##### SELECTED EXCERPT
A deposit slip or a pay-in-slip is a form supplied by a bank for a depositor to fill out, designed to document in categories the items included in the deposit transaction when physically depositing at a bank. The categories include type of item, and if it is a cheque or cash and which bank it is from, such as a local bank or not.

The bank teller keeps the deposit slip along with the deposit (cash and cheques), and provides the depositor with a receipt. Slips can be filled in prior to attending the bank, making depositing money more convenient. They are also used when transporting money. Pay-in slips encourage the sorting of cash and coins, are filled in and signed by the person who deposited the money, and some tear off from a record that is also filled in by the depositor.

Deposit slips are also called deposit tickets and come in a variety of designs. They are signed by the depositor if the depositor is cashing some of the accompanying check and depositing the rest.

== Cash received ==
On a deposit slip, "cash received" means that part of the amount on a cheque that is to be withdrawn as cash. The remainder is deposited into the person's account.
##########
CHECK YOUR UNDERSTANDING:
[A] Could you repeat the passage on deposit slips word for word, beginning at "Deposit slips are" and stopping after "the person's account."?
[B] Could you carry the passage on deposit slips on past its last sentence?
##### DATA TO EXAMINE
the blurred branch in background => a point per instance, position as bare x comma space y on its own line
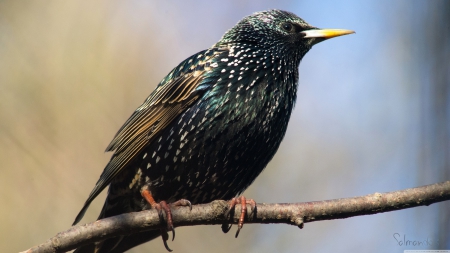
215, 213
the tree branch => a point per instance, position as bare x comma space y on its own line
214, 213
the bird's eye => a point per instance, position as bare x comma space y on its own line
288, 27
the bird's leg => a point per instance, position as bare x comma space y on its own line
243, 201
163, 206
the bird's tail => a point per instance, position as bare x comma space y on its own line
114, 206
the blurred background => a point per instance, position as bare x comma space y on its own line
373, 115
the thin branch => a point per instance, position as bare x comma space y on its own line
214, 213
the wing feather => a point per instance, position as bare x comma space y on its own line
172, 96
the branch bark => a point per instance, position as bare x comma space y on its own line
214, 213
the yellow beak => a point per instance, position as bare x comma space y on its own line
326, 33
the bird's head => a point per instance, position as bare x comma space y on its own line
278, 31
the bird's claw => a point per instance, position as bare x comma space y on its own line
243, 201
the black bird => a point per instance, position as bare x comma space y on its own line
211, 126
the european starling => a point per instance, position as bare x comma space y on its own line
211, 125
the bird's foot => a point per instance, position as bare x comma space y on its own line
161, 207
243, 201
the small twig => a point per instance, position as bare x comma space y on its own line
214, 213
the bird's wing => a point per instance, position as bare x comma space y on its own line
173, 95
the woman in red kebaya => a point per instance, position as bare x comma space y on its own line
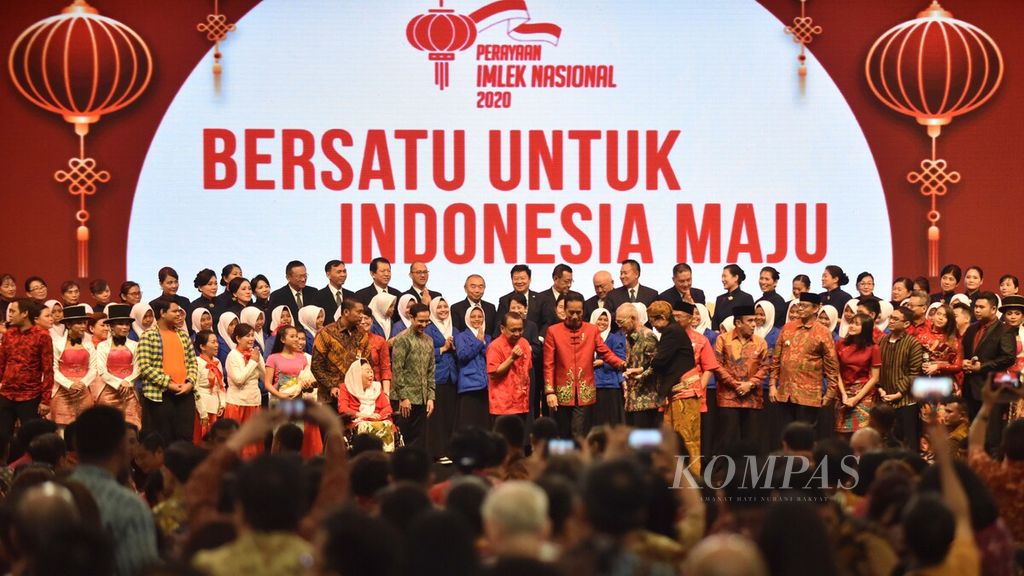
943, 355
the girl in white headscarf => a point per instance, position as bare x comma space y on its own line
143, 320
471, 351
445, 376
382, 307
201, 320
828, 317
403, 320
849, 311
365, 399
311, 319
255, 318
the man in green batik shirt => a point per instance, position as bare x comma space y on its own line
413, 366
640, 385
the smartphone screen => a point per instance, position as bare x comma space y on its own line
932, 388
557, 446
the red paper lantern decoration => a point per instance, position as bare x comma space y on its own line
934, 69
441, 33
216, 28
81, 66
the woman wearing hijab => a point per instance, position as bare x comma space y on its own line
882, 322
210, 383
143, 320
261, 295
74, 369
364, 398
280, 317
116, 366
202, 319
828, 317
380, 354
382, 306
445, 378
57, 330
608, 409
849, 311
404, 302
471, 351
225, 342
943, 353
254, 317
245, 369
732, 277
311, 320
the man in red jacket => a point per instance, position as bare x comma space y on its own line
26, 367
568, 368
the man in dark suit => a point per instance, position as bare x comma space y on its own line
380, 272
988, 347
295, 294
603, 289
521, 276
474, 297
331, 296
631, 290
420, 275
542, 310
682, 287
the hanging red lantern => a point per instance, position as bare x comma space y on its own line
934, 69
81, 66
441, 33
803, 31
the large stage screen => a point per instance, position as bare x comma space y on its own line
496, 133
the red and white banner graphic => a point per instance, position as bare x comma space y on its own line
515, 13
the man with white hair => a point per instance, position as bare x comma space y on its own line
864, 441
515, 521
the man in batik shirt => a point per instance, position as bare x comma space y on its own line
336, 346
805, 357
743, 363
413, 365
568, 368
641, 386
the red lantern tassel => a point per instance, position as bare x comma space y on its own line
933, 251
83, 251
440, 74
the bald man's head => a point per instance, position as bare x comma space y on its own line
725, 554
603, 283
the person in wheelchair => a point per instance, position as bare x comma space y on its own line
364, 399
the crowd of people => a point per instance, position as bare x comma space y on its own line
335, 432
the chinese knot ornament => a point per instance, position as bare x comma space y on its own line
934, 68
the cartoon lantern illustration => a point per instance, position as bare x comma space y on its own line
81, 66
934, 69
441, 33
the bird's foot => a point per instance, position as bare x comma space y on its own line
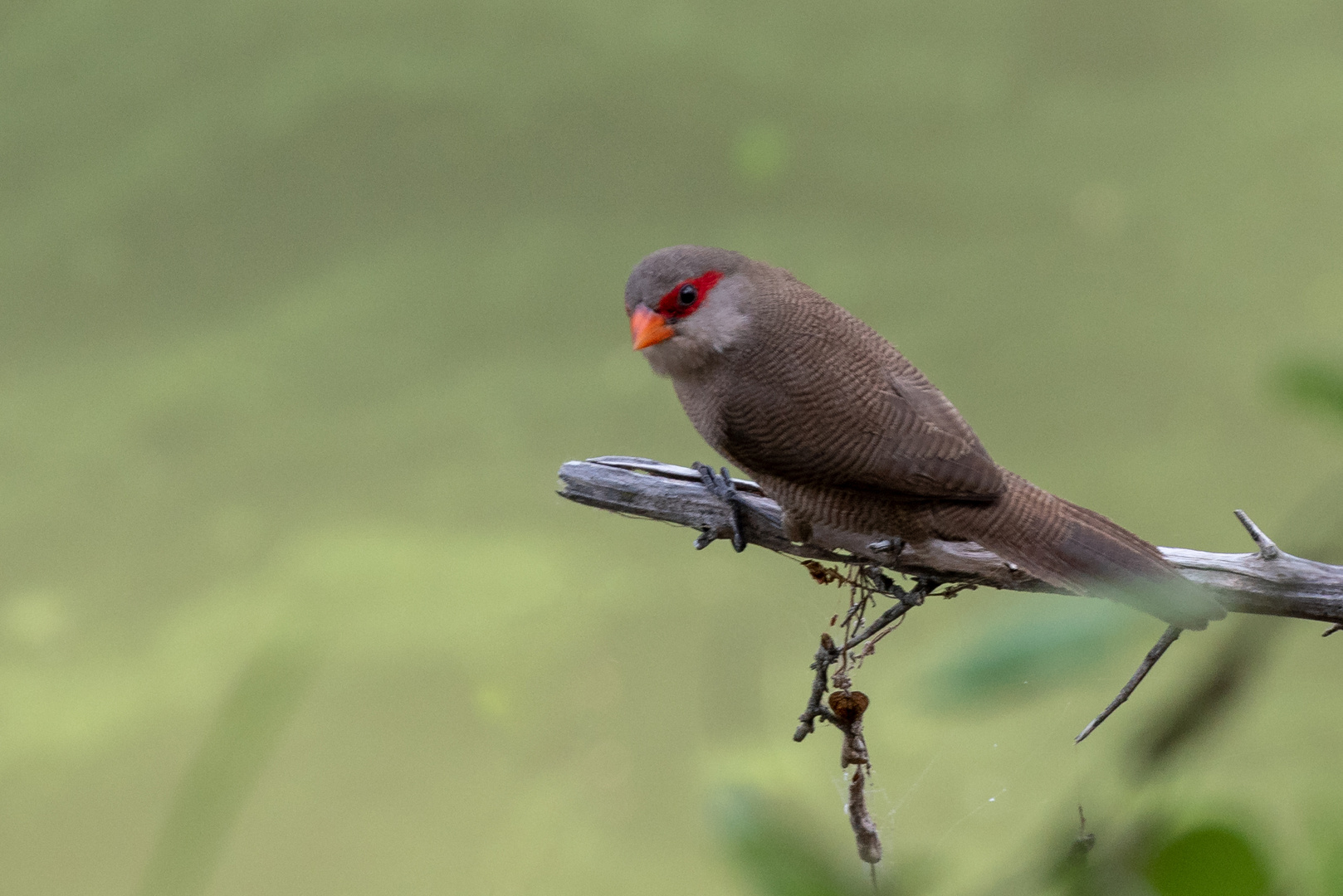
720, 484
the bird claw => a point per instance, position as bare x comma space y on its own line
720, 484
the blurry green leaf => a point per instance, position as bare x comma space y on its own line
1314, 384
1038, 649
1208, 861
226, 768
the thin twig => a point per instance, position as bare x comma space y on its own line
826, 655
1149, 661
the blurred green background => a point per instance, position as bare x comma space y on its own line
302, 304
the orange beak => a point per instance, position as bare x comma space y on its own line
649, 328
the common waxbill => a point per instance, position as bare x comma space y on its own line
841, 430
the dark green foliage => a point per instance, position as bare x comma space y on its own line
1209, 861
1314, 384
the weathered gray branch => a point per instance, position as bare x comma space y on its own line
1268, 582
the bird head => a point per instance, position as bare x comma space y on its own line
686, 305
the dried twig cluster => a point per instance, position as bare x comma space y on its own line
845, 705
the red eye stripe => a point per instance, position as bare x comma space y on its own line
671, 304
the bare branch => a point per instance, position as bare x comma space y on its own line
1268, 582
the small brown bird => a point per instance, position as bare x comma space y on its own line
841, 430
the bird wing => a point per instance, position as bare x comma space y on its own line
847, 410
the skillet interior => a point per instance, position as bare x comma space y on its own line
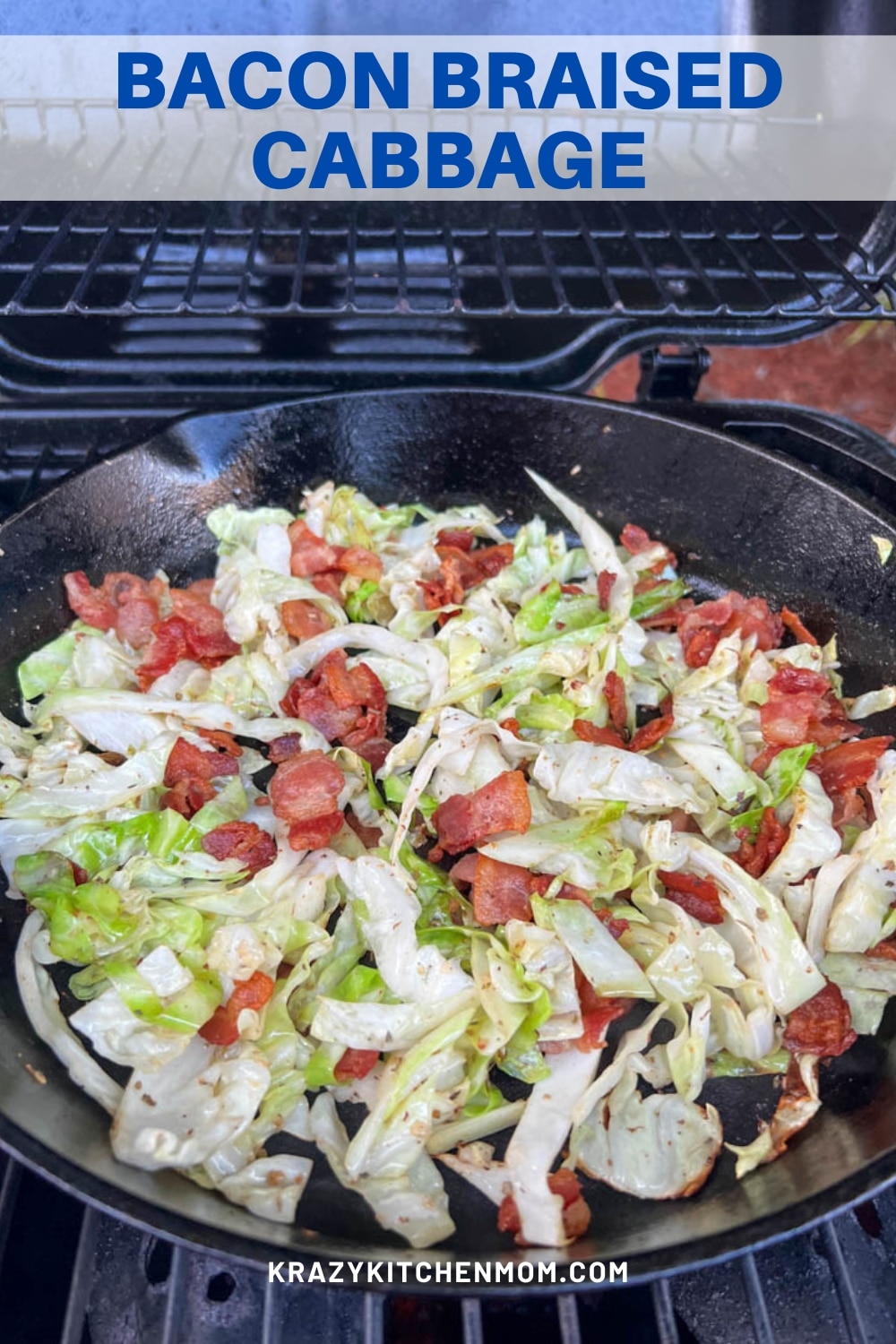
737, 516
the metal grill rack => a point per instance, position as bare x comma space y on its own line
112, 1282
279, 298
589, 261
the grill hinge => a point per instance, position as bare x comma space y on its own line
672, 374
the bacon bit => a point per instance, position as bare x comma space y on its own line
370, 836
823, 1026
576, 1215
466, 820
187, 797
614, 691
194, 631
304, 792
281, 749
355, 1064
797, 628
635, 540
756, 855
597, 1013
311, 554
670, 618
605, 586
461, 570
654, 730
303, 618
340, 702
501, 892
850, 763
802, 707
460, 538
222, 1027
697, 897
242, 840
708, 623
220, 739
190, 762
587, 731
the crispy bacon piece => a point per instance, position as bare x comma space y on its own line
304, 792
587, 731
461, 538
802, 707
654, 730
469, 819
635, 540
222, 1027
597, 1013
281, 749
500, 890
303, 618
708, 623
672, 618
614, 691
756, 855
190, 762
123, 602
605, 586
311, 554
823, 1026
362, 564
503, 892
355, 1064
242, 840
697, 897
796, 626
343, 703
195, 631
850, 765
187, 797
576, 1215
462, 569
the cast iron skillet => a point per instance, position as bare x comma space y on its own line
737, 516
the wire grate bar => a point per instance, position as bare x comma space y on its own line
664, 1312
175, 1295
845, 1293
8, 1193
81, 1279
471, 1320
568, 1319
590, 260
756, 1301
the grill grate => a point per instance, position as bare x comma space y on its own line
112, 1282
599, 258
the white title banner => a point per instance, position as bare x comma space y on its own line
452, 118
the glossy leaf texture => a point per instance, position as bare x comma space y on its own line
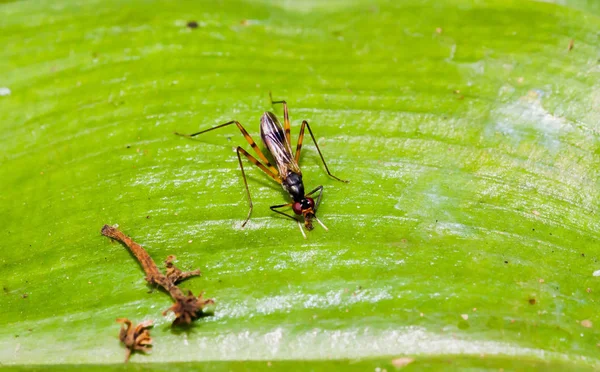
468, 233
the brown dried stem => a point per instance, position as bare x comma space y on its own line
135, 338
186, 308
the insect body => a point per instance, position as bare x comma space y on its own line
287, 171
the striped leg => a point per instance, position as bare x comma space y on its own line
253, 160
246, 136
299, 147
286, 118
274, 209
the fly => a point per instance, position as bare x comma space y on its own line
286, 171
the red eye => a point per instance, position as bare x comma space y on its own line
297, 207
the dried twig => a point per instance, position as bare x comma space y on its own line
135, 338
186, 308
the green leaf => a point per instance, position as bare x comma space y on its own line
467, 234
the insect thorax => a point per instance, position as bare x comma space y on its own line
294, 186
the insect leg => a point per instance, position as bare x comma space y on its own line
253, 160
246, 136
275, 207
320, 190
286, 118
299, 148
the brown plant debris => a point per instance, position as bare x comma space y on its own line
186, 308
135, 338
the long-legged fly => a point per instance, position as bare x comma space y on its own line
287, 174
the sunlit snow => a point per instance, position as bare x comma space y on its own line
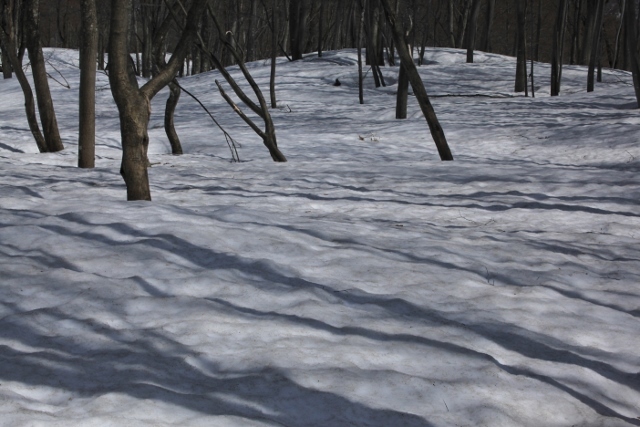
363, 283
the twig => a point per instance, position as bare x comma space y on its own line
67, 85
230, 141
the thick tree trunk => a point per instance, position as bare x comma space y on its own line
416, 82
88, 51
40, 79
134, 105
558, 47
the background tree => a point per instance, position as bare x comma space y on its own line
40, 79
416, 82
134, 104
558, 47
88, 54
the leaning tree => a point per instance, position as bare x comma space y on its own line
134, 103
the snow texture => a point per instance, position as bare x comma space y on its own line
363, 283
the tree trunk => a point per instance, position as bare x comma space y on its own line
274, 52
486, 40
88, 51
360, 28
632, 45
40, 79
416, 82
595, 44
558, 47
320, 29
298, 14
403, 94
169, 126
521, 62
471, 30
134, 105
7, 72
29, 103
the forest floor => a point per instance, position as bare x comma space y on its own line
362, 283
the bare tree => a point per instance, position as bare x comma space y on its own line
88, 53
416, 82
558, 47
40, 79
521, 60
632, 45
471, 31
595, 43
7, 35
134, 104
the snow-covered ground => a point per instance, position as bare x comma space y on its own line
363, 283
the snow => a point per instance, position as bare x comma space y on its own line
362, 283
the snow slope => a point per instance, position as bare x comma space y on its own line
363, 283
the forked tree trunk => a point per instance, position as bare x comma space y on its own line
88, 52
134, 105
632, 45
29, 102
40, 79
416, 82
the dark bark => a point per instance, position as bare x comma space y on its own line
521, 53
558, 47
134, 105
40, 79
359, 42
486, 39
87, 118
632, 45
7, 70
595, 44
274, 53
298, 15
471, 30
416, 82
262, 110
169, 126
402, 96
8, 40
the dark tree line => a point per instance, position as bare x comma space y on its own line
200, 35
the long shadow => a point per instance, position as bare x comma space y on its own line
381, 336
510, 337
148, 365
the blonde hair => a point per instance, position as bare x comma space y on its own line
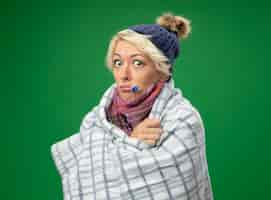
143, 43
178, 24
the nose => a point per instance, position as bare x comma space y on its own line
125, 73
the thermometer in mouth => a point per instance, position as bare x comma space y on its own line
135, 88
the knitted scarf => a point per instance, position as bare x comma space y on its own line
127, 114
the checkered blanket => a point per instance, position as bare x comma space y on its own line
102, 162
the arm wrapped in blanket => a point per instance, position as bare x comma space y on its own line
176, 168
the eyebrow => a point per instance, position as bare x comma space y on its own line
133, 55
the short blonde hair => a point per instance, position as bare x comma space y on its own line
141, 42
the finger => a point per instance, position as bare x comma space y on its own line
152, 142
152, 123
150, 136
153, 131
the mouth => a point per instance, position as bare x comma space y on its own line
125, 89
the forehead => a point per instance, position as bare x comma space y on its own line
126, 48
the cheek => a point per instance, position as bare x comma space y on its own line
147, 78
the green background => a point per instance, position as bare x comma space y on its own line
53, 72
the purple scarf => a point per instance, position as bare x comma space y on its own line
127, 114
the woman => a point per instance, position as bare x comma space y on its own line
144, 140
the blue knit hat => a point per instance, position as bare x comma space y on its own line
166, 33
163, 39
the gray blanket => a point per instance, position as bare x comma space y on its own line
101, 161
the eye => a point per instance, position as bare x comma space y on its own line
116, 62
138, 63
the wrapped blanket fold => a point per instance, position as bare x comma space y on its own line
103, 162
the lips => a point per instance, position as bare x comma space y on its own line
124, 86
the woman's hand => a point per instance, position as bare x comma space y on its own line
149, 130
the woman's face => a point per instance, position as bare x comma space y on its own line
131, 67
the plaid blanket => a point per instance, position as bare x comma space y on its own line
101, 161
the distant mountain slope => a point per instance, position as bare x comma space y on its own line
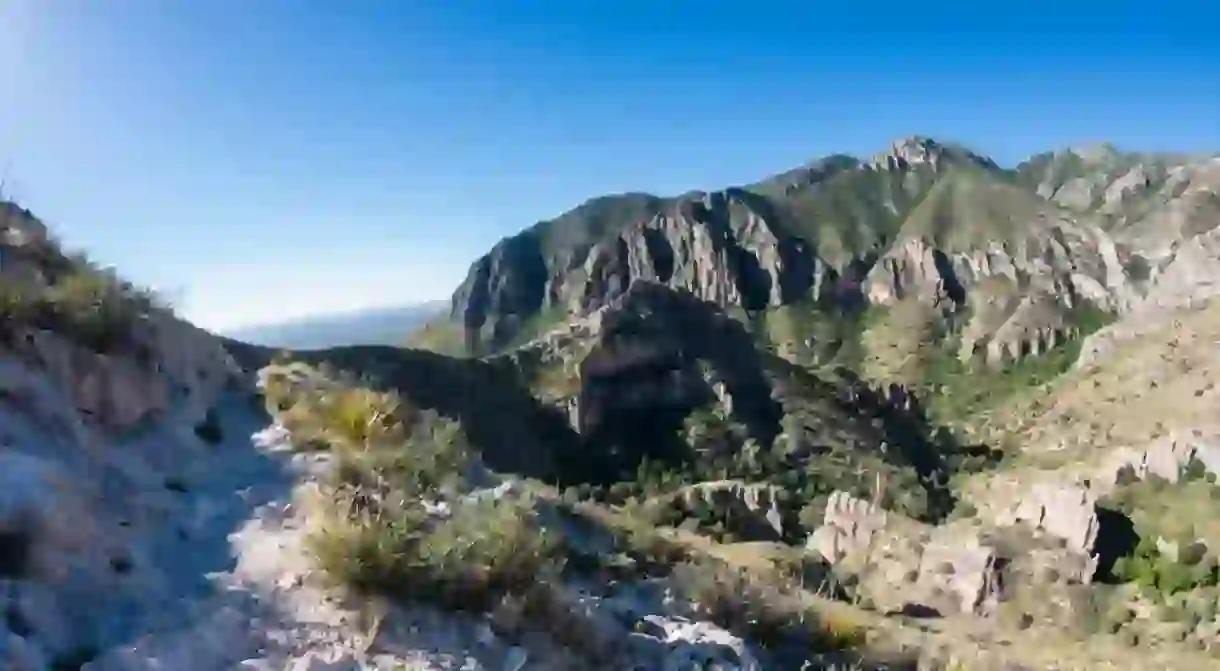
##########
EXPECTED RESULTS:
[A]
Deposit slips are also called deposit tickets and come in a variety of designs. They are signed by the depositor if the depositor is cashing some of the accompanying check and depositing the rest.

== Cash received ==
On a deposit slip, "cash received" means that part of the amount on a cheque that is to be withdrawn as cash. The remainder is deposited into the person's account.

[B]
== Completion of slips ==
The description column on deposit slips has been used for over 100 years in the U.S. to notate where the bank should send the check to reclaim the money; this was done at first by notating in words the name of bank or its location. The bank's transit number, also called bank number, began to be used instead of words. The bank number was written as the upper line of a fraction, with the bottom number referring to the central bank branch. Some people wrote just the top of the fraction, others tried writing the entire fraction. After the introduction of automated sorting of checks, many people wrote nothing at all in the deposit slip's description column. Some people put the check writers' names in the description column. There was a tendency in the early 2010s to write in the number of the check being deposited without mentioning who the check was from.

With the rise of remote deposit through mobile banking apps, the requirement to scan a deposit slip in addition to the check scan varies by each institution's policies.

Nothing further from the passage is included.